§ **Document excerpt**:

<<<<

Keeps network robust
Value exchange messages

These insights beg the question – how do you find Hubs and other key influencers? Rooting through the graph and counting the number of attached nodes may be one way. While useful, this approach could be misleading in that some nodes created a lot of connections to them early on but there has been not much exchange of information lately. Here is a more elegant way to analyze the social graph and derive meaningful analytics from it.

Much of the work in social networks can be modeled and understood as the spread of infections in a population. In an IT context, we will talk in analogous terms of “mention of information or word” in a posting as indication of an “infection” (as in “that posting is infected by that particular word”).

Each Node has a different “influence function” – a Node talks about the “word” (Infection) to varying number of other Nodes (out of total of ‘N’ Nodes). Volume of Contagion for each infection (or word of interest/ significance) is the total number of mentions of the word in the network (for each of total ‘K’ words of interest).  In linear algebraic terms, Linear Influence (or Infection) Model is -

v = Mi
M - Influence Matrix (KxN);
v – Volume of Infection vector (Kx1);
i – Node Infection vector (Nx1)

To the initiated, this equation is a joy to behold in its simplicity and familiarity! Linear algebra has so many powerful tools, fast algorithms and practical insights that a lot of useful information can be extracted by the expert. In general, singular values and vectors (and related eigenvalues and vectors) of matrix, M, can tell you which nodes are the major “influencers” or Hubs, how big is their influence and even what forms the bases of their influence!

>>>>

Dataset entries
<<<<

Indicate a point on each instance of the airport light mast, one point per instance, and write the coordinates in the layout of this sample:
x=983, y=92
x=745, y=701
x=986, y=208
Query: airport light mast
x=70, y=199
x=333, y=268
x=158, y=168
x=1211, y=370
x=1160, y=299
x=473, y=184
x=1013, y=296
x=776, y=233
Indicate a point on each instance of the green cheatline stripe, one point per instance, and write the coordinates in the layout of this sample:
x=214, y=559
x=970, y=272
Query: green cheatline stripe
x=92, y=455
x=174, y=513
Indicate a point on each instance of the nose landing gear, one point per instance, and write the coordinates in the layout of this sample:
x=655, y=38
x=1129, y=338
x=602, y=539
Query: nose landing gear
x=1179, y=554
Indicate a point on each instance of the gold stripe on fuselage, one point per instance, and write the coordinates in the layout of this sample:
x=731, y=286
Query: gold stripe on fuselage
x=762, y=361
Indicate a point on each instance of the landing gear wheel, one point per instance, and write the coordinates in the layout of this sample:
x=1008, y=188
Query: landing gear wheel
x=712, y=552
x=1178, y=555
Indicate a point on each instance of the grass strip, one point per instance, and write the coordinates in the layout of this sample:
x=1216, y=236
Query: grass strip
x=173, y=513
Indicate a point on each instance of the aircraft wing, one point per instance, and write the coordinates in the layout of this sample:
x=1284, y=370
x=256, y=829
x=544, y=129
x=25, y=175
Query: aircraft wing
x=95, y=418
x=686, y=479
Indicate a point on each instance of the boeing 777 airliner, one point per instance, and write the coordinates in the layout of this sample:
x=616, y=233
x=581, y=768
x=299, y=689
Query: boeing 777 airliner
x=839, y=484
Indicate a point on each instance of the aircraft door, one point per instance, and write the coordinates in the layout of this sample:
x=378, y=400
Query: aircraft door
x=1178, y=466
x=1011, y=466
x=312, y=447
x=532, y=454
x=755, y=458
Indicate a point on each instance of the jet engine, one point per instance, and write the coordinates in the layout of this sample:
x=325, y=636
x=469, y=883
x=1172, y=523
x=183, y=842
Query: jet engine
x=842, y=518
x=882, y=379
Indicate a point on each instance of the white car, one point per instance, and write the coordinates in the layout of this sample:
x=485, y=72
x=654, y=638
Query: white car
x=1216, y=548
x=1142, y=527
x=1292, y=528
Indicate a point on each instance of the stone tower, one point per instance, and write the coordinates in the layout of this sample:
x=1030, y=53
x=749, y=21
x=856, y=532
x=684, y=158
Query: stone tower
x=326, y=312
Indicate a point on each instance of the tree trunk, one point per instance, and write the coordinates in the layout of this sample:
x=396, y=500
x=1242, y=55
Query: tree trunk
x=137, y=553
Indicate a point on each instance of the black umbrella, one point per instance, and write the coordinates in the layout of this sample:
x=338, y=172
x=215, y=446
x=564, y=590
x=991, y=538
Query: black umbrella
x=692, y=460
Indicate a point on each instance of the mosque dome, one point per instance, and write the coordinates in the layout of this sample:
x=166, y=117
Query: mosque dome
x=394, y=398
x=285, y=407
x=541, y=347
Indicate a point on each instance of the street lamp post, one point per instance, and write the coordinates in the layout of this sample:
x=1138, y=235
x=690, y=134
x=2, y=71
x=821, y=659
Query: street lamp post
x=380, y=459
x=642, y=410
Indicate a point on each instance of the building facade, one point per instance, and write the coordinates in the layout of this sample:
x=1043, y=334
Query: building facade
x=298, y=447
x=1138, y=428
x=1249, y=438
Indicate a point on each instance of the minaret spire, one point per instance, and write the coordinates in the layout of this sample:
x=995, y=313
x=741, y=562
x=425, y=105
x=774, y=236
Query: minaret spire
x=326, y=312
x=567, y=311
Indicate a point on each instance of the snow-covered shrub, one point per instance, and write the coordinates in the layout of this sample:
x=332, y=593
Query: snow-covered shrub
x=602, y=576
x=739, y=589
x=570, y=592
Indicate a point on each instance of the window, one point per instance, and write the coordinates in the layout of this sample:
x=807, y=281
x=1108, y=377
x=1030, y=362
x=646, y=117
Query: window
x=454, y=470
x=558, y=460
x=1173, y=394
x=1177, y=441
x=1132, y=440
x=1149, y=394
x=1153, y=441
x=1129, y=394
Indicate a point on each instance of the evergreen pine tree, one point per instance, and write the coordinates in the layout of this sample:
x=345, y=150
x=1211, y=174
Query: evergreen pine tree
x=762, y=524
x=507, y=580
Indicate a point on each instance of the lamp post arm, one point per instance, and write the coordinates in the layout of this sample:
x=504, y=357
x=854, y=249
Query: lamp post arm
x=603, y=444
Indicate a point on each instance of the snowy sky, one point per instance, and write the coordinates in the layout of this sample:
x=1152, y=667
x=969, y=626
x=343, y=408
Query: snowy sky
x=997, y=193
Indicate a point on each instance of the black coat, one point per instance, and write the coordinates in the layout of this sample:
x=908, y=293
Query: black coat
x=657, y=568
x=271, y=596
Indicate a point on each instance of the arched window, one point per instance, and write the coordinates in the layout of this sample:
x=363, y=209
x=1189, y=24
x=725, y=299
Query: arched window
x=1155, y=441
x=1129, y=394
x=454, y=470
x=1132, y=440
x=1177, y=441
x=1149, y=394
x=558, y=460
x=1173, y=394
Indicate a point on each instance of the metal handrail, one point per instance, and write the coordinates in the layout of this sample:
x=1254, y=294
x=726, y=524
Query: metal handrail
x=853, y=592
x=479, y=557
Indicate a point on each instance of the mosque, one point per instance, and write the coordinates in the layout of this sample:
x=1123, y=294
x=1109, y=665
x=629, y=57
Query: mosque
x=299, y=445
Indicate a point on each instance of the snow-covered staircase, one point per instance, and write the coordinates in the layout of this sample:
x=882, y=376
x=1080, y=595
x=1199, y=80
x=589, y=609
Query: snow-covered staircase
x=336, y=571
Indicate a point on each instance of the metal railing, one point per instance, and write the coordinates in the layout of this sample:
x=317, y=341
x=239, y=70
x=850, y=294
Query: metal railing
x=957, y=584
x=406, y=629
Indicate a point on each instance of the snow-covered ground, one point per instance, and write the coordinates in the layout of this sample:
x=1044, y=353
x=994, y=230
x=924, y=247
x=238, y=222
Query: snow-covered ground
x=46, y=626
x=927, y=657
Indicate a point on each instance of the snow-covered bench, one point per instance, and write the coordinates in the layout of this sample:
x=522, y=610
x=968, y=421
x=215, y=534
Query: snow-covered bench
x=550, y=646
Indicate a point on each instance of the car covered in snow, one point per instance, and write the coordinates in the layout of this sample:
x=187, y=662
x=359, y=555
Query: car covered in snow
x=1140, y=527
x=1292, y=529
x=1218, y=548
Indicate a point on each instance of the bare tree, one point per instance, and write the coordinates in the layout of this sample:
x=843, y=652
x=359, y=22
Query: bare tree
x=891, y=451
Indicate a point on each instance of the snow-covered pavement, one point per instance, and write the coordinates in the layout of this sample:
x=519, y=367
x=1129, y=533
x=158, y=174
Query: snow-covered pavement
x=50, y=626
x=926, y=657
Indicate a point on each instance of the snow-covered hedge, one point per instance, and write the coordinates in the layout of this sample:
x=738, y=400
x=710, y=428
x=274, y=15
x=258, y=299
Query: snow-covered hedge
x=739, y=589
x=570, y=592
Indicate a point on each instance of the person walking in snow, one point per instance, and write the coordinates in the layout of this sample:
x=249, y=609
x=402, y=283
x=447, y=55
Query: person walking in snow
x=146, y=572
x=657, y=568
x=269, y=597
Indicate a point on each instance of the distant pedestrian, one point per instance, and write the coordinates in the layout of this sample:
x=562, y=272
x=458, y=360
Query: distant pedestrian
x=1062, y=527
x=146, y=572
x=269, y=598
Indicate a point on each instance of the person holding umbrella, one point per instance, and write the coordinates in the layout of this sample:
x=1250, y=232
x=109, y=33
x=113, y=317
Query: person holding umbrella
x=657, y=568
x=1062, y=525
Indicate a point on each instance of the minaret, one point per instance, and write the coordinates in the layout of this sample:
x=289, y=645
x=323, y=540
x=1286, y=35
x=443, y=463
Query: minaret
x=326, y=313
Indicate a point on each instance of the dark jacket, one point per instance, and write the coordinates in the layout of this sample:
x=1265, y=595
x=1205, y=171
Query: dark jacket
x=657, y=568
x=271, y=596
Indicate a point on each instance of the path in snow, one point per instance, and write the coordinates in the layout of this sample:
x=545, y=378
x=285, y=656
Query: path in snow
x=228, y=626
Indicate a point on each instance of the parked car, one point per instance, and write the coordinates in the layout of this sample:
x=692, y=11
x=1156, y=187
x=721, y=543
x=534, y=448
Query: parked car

>>>>

§ **What the task requires**: Write what comes next in the text on finding influencers in a social network, picking up right after its final sentence. You won't need the records for this.

§ **Response below**:
To apply this technique in practice, you will start with simulations of your social commerce network and predict Hubs, influence and other behavior. For those interested, I can provide MATLAB code that generate Scale Free Network of ‘N’ nodes and ‘d’ degrees (2 is typical for social networks) and some plotting routines. This is also the time to optimize your algorithms for large networks (large ‘N’ nodes) for matrix computations above as well as develop iterative or adaptive solutions so that you can study and predict network behavior over time with minimal computations.

Once your business is up and running, you can start replacing simulated data with historic data collected from your real network and apply the results and insights to your business to improve or control the viral spread of your marketing message or identify the Hubs to provide them with targeted incentives and so on.

Call to Action:
·         No more stand-alone devices - wrap a connected service at least for remote configuration and maintenance à “Connected User Services”.
·         Deliver service from the cloud; consider redundant cloud deployments of core functionality for 100% availability.
·         Mobile phones provide ideal interfaces for service and status information anywhere, anytime.
·         Adopt responsive design to be pixel-perfect for varying display form-factors.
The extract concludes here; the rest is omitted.